**Requirement**.
The records that follow are to be repeated without alteration.

[Natural-language object grounding data]

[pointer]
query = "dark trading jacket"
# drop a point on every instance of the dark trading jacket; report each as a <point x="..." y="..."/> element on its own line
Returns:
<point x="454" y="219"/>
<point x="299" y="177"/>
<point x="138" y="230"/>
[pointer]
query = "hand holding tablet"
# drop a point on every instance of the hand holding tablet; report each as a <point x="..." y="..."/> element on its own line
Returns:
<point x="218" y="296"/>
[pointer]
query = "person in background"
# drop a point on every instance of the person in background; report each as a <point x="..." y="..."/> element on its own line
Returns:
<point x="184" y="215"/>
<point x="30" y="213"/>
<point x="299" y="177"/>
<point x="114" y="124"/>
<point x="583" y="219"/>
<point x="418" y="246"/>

**Task solution**.
[pointer]
query = "dark trading jacket"
# drop a point on every instance of the dark trading jacket; report each as a <point x="..." y="..."/> element on its own line
Returns:
<point x="454" y="219"/>
<point x="299" y="177"/>
<point x="138" y="230"/>
[pointer]
query = "hand holding tablet"
# drop a point on every instance of the hand holding tablet; report each as a <point x="..." y="..."/> element on its own line
Returns:
<point x="218" y="296"/>
[pointer]
query = "person in background"
# drop a point on every instance of the person in background; report each as a <point x="..." y="..."/> element on its own line
Returns:
<point x="184" y="215"/>
<point x="30" y="213"/>
<point x="299" y="177"/>
<point x="114" y="124"/>
<point x="583" y="219"/>
<point x="418" y="246"/>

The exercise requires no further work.